**Kurze Aufgabe 1**
Wie viele Songs enthält das Debütalbum laut der Rezension?
**Kurze Aufgabe 2**
Schreib aus der Rezension alles von „Kann man beanstanden: Wind“ bis hinunter zu „richtigen Idolen ab.“ ab.

**Rezension**

——————

Wind und Farben – Das Entzünden einer Kerze ist das Ende eines Wals

von am 19. April 2013 in Album, Heavy Rotation

Wind und Farben – Das Entzünden einer Kerze ist das Ende eines Wals

Kann man beanstanden: Wind und Farben bewegen sich auf ihrem Debütalbum ‚Das Entzünden einer Kerze ist das Ende eines Wals‚ sehr nah an ihren zahlreichen Vorbildern. Muss man aber nicht: das blutjungen Trio aus Schleswig-Holsteins schaut sich nämlich die richtigen Dinge bei den richtigen Idolen ab.


Schon Oscar Wilde wusste. „Talent borrows, genius steals„. Die mit streitbar geilem Bandnamen ausgestatteten Jungs von Wind und Farben bewegen sich auf ihrem unzweifelhaft grandios betitelten Debütalbum über 10 Songs (die erstaunlicherweise niemals so sehr zwischen aufgesetzter Coolness und tatsächlicher Skurilität zerrissen sind, wie das die an den Haaren herbeigezogenen Titel das suggerieren) mit einer phasenweise atemberaubenden Souveränität im schmalen Grad, der durch eine formvollendete Talentprobe und geschickt geklautem Geniestreich verläuft. Zwischen klassischem Emo inklusive Suborientierungen, dringlichem Schrammelpop, rauem Postcore und kantigem Indierock. Sie singen über Dinge, die Herzschmerzen bereiten, wie Mädchen, Freundschaft, einer allgegenwärtigen Aufbruchsstimmung, nostalgischer Romantik und „das Mädchen mit Kaleidoscope Eyes„. Sie tun dies mit einer unkarschierten Leidenschaft, selbst in den beinahe kitschigen und pathostriefenden Momenten, mehr noch: Wind und Farben forcieren diese regelrecht.

——————

**Extrahierte Daten**
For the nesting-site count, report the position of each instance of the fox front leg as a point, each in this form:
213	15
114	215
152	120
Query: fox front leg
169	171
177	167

——————

**Ergebnis 1**
10 Songs.

**Ergebnis 2**
Kann man beanstanden: Wind und Farben bewegen sich auf ihrem Debütalbum ‚Das Entzünden einer Kerze ist das Ende eines Wals‚ sehr nah an ihren zahlreichen Vorbildern. Muss man aber nicht: das blutjungen Trio aus Schleswig-Holsteins schaut sich nämlich die richtigen Dinge bei den richtigen Idolen ab.